If I were you, I'd look at the list below (Cyrex Lab's cross-reactor list for gluten), and take all of those foods out of your diet. Basically, its Cereal and Dairy free, plus some other foods are banned. Once your gut heals, you may be able to add more foods back into your diet. See below the list for the Elimination Diet and Rotation Diet information.

Cyrex Labs has new testing that is considered the most accurate for allergies....especially where gluten and cross-reactors for gluten is concerned. http://www.cyrexlabs.com/

Cross-reactors to Gluten include Dairy, Soy, Coffee Bean, "Gluten Free Flours", Rice, Corn.
Here is Cyrex Lab's List:
Rye, Barley, Spelt, Polish Wheat IgG + IgA Combined
Cow’s Milk IgG + IgA Combined
Alpha-Casein & Beta-Casein IgG + IgA Combined
Casomorphin IgG + IgA Combined
Milk Butyrophilin IgG + IgA Combined
Whey Protein IgG + IgA Combined
Chocolate (Milk) IgG + IgA Combined
Oats IgG + IgA Combined
Yeast IgG + IgA Combined
Coffee IgG + IgA Combined
Sesame IgG + IgA Combined
Buckwheat IgG + IgA Combined
Sorghum IgG + IgA Combined
Millet IgG + IgA Combined
Hemp IgG + IgA Combined
Amaranth IgG + IgA Combined
Quinoa IgG + IgA Combined
Tapioca IgG + IgA Combined
Teff IgG + IgA Combined
Soy IgG + IgA Combined
Egg IgG + IgA Combined
Corn IgG + IgA Combined
Rice IgG + IgA Combined
Potato IgG + IgA Combined

Elimination and Rotation Diet Information:
The way that works best, is to eat 3 foods that you know you are not reacting too. Do not add any new food until the reactions stop, and do do this under the supervision of a doctor and nutritionist familiar with elimination diets. Every 3 days or so, add in one other food. Skip all spices. When you see a new reaction, then take the last item you added, back out of your diet. When you have enough food in your diet, rotate your diet so that you do not repeat the same food more then 2 days in a row. Then, when you can, do not repeat any food until 3 or more days have passed.
★ ★ ★ ★ ★ ★ ★
DIRECTIONS>
(a) List the six cross-reactors to gluten named in the gluten cross-reactor text, in the sentence beginning "Cross-reactors to Gluten include."
(b) Turn the paragraph of the gluten cross-reactor text that begins "The way that works best" into a bulleted list of steps, keeping its main facts.
(c) Translate this sentence from the gluten cross-reactor text into Spanish: "Once your gut heals, you may be able to add more foods back into your diet."
★ ★ ★ ★ ★ ★ ★
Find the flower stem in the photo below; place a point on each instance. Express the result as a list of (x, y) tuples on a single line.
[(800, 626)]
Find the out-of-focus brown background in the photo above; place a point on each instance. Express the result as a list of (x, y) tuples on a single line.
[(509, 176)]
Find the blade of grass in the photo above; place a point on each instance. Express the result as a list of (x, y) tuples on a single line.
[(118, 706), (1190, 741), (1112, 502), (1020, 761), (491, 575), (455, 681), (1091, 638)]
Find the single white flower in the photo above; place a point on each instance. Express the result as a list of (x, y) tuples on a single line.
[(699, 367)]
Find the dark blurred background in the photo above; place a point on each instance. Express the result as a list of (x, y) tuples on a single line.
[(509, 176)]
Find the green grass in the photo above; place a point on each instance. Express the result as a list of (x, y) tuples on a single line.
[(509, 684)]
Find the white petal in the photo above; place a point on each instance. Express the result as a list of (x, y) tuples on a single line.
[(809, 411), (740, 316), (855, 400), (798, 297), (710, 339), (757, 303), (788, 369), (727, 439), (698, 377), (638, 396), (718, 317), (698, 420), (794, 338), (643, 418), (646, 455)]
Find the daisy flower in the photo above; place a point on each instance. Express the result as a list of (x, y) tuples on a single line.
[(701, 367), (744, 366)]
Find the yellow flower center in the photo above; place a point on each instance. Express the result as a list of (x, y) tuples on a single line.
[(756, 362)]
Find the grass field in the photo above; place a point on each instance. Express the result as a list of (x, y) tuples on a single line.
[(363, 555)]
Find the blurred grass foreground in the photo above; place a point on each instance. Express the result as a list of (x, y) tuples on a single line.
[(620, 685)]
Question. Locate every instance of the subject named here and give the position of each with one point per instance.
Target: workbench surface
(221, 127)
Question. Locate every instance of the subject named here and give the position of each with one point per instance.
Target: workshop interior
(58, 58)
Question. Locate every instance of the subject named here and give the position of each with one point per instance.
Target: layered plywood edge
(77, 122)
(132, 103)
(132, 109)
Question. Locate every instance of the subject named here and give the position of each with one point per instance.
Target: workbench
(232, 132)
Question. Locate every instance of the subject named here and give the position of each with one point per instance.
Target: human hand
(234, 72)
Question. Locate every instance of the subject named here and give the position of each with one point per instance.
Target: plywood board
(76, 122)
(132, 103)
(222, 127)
★ ★ ★ ★ ★ ★ ★
WRITTEN ANSWERS>
(a)
Dairy
Soy
Coffee Bean
"Gluten Free Flours"
Rice
Corn

(b)
- Start by eating 3 foods you know you are not reacting to.
- Add no new food until the reactions stop, and do this under the supervision of a doctor and nutritionist familiar with elimination diets.
- About every 3 days, add one other food.
- Skip all spices.
- If a new reaction appears, take the last food you added back out of your diet.
- Once your diet has enough food, rotate it so you do not eat the same food more than 2 days in a row.
- Later, when you can, do not repeat any food until 3 or more days have passed.

(c) Una vez que tu intestino sane, es posible que puedas volver a incorporar más alimentos a tu dieta.